本文>
—————

嵐の萬物相
(9)

2度目の金剛山旅行も終幕に……しかし最後まで色々な出来事が……


金剛山からの帰途、雪峰号から撮影した、黒煙をあげつつ航行する北朝鮮軍艦



先に三日浦観光を終えたバスが海金剛へと出発したあと、私たちの乗ったバスは三日浦に向かいますが、バスが前回と違うルートを進んでいることに気づきました。私たちが首をかしげているうちにバスは止まります。バスから降りてみると、前回は三日浦見学を終えてバスに乗り込んだ蓮花台そばにバスは止まっています。今回の観光ではどうやら前回と逆コースを進むみたいです。
バスを降りると皆、蓮花台には寄らずにぞろぞろと道を下っていきます。蓮花台からは北朝鮮の農村風景もよく望むことができるので、ひょっとしたらそのことを嫌ってコースを変えたのかもしれません。しかし蓮花台には寄らなくても、道の途中で北朝鮮の農村がよく見える場所を通りますので、農村風景を見せるのが嫌でコースを変えたのならば全く意味がありません。

北朝鮮の農村風景と金剛山……とってもきれいな光景……


蓮花台そばから下りる道は、タンブン(丹楓)館のところまで下っていきます。温井閣でみやげ物写真を撮りまくり、さらには海金剛で道沿いの蜘蛛の巣の写真まで撮っていた女性は、タンブン館への下り道でも、相も変わらず道端の目立たぬ花など、およそ被写体としてあまり取り上げられることのないものを撮りまくっています。私たちは彼女が人物の写真を撮っている場面を見ることができませんでした。奇怪な写真ばかり撮って、彼女はいったいどうするつもりなのでしょうか?

—————

提示データ>
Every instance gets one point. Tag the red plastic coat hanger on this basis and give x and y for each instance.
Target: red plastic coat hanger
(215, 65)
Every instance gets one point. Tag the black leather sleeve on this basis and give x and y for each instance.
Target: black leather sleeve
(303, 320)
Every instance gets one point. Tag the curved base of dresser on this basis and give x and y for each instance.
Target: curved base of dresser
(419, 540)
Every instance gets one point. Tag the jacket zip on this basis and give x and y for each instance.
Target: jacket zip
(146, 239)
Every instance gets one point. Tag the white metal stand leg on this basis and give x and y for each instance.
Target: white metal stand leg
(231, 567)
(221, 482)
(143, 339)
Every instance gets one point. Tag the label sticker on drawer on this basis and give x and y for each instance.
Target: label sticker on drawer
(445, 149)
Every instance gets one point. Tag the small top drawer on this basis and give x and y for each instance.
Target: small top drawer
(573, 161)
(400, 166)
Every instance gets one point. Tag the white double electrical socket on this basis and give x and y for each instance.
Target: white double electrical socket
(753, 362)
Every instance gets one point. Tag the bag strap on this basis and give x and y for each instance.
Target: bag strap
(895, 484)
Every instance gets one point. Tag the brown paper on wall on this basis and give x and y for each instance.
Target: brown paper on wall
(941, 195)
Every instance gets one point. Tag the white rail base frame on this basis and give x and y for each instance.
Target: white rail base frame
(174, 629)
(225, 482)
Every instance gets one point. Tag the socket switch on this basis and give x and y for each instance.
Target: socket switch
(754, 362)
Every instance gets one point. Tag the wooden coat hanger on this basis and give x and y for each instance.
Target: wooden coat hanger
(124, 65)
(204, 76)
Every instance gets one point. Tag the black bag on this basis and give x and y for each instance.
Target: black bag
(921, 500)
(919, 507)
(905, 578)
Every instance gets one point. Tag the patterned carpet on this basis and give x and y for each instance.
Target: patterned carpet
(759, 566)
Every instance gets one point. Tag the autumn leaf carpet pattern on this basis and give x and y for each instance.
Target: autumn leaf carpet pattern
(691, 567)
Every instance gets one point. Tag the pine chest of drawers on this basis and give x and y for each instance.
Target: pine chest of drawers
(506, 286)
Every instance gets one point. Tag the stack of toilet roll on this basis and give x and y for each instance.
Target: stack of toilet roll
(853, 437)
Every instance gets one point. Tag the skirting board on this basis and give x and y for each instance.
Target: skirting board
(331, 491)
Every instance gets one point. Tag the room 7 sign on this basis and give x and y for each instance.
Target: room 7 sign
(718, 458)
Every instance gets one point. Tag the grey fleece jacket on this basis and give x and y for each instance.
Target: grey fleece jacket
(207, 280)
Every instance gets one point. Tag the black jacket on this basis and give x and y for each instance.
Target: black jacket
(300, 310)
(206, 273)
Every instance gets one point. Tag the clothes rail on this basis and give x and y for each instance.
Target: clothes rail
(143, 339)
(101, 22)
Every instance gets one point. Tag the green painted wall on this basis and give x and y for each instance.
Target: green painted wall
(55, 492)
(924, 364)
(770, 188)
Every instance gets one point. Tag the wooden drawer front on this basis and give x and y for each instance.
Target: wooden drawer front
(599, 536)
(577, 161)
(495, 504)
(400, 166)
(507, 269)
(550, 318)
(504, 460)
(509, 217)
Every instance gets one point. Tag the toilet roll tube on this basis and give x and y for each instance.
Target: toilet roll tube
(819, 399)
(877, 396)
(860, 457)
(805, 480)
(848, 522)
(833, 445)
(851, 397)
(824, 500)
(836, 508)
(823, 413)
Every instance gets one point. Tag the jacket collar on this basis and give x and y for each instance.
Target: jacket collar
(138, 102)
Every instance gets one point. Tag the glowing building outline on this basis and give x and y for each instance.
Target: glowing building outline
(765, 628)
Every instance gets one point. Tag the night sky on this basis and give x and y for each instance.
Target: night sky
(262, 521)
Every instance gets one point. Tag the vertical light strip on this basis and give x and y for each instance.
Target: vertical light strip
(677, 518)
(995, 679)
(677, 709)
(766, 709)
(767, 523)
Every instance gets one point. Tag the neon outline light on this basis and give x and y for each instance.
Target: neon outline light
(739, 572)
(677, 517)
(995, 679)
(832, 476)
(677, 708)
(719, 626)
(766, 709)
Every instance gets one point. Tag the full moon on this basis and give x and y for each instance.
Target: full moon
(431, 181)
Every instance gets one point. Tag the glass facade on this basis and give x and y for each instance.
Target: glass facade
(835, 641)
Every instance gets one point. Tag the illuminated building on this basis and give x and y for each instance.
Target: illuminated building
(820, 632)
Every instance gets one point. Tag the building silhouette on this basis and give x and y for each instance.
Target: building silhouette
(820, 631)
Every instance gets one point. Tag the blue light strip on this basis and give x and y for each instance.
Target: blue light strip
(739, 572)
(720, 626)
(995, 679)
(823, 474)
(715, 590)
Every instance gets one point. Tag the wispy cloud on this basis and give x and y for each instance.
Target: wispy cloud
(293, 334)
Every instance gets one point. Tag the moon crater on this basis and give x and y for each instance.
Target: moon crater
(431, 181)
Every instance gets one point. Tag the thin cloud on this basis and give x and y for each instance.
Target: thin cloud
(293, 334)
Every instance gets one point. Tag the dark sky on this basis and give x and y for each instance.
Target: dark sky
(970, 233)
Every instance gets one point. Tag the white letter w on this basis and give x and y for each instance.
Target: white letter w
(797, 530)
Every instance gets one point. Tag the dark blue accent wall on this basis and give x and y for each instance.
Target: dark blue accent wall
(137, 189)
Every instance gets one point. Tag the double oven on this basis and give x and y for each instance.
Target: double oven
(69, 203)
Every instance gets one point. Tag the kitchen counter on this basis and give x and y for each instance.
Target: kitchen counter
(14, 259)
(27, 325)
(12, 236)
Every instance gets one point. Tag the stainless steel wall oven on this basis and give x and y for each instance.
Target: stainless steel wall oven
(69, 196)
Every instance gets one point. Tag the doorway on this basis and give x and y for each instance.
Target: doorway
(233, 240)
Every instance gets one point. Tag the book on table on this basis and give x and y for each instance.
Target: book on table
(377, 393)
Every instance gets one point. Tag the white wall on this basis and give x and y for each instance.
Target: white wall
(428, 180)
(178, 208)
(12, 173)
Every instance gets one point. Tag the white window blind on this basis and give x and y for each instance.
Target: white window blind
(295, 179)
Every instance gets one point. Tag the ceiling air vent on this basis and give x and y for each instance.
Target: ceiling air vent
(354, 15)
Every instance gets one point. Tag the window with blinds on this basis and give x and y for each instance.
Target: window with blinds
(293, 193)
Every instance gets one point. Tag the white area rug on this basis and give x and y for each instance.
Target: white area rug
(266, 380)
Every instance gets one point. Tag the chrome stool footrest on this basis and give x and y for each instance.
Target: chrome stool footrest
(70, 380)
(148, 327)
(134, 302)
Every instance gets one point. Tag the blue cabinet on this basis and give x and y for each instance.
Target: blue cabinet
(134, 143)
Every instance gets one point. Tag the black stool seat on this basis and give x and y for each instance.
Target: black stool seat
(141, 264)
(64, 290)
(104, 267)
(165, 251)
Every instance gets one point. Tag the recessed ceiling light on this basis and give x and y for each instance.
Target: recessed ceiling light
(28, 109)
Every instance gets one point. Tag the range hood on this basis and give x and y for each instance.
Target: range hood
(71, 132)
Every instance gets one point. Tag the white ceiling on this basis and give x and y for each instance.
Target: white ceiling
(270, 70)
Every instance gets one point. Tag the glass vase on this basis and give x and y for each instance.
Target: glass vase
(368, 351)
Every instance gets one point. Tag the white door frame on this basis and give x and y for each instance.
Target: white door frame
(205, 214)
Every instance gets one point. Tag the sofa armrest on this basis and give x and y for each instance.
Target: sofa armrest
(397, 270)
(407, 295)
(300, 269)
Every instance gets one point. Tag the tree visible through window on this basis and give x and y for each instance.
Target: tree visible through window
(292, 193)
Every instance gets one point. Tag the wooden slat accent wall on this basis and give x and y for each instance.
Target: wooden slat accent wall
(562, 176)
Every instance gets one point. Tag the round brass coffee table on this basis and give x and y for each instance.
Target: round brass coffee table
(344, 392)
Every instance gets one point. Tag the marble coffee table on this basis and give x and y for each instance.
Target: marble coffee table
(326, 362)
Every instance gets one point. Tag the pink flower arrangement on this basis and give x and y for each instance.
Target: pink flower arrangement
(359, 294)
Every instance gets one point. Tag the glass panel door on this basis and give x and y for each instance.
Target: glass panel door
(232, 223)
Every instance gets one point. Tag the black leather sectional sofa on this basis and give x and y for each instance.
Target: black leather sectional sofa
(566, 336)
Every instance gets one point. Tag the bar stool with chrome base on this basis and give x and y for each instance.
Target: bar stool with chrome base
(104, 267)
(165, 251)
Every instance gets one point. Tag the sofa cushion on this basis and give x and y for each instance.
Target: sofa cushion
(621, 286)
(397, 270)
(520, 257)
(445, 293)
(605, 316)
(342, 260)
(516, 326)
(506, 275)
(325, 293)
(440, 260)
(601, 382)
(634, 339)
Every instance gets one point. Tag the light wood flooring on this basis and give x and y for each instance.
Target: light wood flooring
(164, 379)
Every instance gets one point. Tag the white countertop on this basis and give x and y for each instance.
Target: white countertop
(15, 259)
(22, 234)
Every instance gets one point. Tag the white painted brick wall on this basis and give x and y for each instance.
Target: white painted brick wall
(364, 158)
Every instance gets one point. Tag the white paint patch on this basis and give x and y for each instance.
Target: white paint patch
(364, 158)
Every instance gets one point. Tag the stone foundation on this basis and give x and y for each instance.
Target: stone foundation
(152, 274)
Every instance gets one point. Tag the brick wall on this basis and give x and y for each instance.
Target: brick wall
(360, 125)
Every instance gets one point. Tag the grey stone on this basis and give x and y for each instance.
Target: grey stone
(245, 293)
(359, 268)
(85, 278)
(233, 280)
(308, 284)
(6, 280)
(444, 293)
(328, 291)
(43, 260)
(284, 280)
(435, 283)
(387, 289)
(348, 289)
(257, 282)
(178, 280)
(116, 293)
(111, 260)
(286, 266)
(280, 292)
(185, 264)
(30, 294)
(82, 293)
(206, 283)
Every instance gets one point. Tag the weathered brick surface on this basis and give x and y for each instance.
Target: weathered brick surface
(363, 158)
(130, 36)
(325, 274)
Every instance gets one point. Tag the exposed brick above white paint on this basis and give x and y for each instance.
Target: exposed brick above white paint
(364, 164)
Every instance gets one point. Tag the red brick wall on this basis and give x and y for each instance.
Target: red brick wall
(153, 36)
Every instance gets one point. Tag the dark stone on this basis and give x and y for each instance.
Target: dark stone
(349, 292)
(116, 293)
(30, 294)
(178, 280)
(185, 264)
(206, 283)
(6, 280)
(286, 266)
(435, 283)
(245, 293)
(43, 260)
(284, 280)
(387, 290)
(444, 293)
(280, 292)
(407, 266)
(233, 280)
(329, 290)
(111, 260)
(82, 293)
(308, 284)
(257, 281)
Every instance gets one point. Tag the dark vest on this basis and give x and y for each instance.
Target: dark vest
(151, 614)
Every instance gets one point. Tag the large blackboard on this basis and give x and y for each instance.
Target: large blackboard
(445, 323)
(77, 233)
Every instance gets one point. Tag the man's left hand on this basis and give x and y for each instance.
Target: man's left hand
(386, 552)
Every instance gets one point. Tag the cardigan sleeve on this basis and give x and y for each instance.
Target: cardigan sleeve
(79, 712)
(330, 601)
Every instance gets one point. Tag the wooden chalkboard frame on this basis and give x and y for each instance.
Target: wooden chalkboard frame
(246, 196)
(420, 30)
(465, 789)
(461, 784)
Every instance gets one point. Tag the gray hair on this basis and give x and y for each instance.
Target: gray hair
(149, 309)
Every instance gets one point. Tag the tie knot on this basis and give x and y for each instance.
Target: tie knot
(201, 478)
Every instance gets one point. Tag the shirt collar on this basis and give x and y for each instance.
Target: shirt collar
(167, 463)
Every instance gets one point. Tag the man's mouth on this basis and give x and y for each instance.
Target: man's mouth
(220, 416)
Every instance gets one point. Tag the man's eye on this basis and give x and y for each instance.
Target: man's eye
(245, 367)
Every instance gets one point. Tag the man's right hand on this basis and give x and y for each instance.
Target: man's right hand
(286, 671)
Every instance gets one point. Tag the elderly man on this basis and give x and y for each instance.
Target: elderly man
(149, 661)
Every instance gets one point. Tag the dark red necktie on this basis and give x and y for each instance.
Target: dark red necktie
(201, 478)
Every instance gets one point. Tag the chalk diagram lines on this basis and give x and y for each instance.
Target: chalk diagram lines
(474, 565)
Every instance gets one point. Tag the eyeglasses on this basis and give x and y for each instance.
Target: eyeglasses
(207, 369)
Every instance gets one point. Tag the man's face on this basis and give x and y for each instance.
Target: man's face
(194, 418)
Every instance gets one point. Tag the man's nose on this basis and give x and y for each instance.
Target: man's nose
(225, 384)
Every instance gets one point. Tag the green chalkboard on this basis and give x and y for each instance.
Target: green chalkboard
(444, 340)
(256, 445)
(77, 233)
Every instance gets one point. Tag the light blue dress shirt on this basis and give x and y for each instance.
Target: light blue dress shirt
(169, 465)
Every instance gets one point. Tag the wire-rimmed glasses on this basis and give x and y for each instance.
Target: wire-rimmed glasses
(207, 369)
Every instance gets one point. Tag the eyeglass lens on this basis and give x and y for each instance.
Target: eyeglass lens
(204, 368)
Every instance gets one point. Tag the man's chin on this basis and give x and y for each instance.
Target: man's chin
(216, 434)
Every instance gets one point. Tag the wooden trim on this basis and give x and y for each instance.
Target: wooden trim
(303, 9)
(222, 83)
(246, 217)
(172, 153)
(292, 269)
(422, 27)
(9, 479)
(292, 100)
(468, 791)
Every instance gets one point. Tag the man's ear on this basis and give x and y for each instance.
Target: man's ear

—————

取り組む課題>
1. 本文によれば、蓮花台そばから下りる道はどこまで続いているか答えてください。
2. 本文のうち、「先に三日浦観光を終えたバスが」から始まり「うするつもりなのでしょうか?」で終わる部分を正確に書き写してください。

詳しい解答>
1. タンブン(丹楓)館のところまで下っていきます。

2.
先に三日浦観光を終えたバスが海金剛へと出発したあと、私たちの乗ったバスは三日浦に向かいますが、バスが前回と違うルートを進んでいることに気づきました。私たちが首をかしげているうちにバスは止まります。バスから降りてみると、前回は三日浦見学を終えてバスに乗り込んだ蓮花台そばにバスは止まっています。今回の観光ではどうやら前回と逆コースを進むみたいです。
バスを降りると皆、蓮花台には寄らずにぞろぞろと道を下っていきます。蓮花台からは北朝鮮の農村風景もよく望むことができるので、ひょっとしたらそのことを嫌ってコースを変えたのかもしれません。しかし蓮花台には寄らなくても、道の途中で北朝鮮の農村がよく見える場所を通りますので、農村風景を見せるのが嫌でコースを変えたのならば全く意味がありません。

北朝鮮の農村風景と金剛山……とってもきれいな光景……


蓮花台そばから下りる道は、タンブン(丹楓)館のところまで下っていきます。温井閣でみやげ物写真を撮りまくり、さらには海金剛で道沿いの蜘蛛の巣の写真まで撮っていた女性は、タンブン館への下り道でも、相も変わらず道端の目立たぬ花など、およそ被写体としてあまり取り上げられることのないものを撮りまくっています。私たちは彼女が人物の写真を撮っている場面を見ることができませんでした。奇怪な写真ばかり撮って、彼女はいったいどうするつもりなのでしょうか?